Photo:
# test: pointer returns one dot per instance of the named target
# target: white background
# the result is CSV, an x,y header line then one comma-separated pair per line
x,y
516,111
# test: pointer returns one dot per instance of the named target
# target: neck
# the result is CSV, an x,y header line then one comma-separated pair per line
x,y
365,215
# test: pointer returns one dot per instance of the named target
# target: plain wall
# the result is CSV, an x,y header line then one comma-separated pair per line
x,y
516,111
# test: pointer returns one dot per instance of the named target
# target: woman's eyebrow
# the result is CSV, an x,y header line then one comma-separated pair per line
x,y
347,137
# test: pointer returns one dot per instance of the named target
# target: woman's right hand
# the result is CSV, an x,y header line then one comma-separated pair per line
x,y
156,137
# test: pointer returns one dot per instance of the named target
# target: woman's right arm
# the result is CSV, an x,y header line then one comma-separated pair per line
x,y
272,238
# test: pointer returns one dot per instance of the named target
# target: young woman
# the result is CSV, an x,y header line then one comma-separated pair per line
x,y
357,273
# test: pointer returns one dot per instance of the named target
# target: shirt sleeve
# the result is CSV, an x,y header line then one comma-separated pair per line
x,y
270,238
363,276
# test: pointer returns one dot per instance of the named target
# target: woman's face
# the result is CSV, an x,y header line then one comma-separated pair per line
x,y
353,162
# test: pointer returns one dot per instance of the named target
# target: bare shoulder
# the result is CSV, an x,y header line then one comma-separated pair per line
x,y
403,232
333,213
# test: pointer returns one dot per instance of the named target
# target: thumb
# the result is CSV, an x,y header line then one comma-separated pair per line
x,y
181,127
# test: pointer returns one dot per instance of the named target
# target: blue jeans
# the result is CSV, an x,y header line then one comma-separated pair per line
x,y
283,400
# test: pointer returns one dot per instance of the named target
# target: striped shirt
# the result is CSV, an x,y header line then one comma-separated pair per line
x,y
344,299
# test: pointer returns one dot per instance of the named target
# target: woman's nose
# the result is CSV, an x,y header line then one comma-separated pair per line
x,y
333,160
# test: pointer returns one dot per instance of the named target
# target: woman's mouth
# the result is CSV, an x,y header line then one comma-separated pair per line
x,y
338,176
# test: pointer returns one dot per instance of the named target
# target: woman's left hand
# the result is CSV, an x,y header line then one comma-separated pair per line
━━━━━━
### Task statement
Gather every line of the rows above that contains the word "right". Case counts, so uppercase and lowercase letters must match.

### Answer to this task
# target: woman's right hand
# target: woman's right arm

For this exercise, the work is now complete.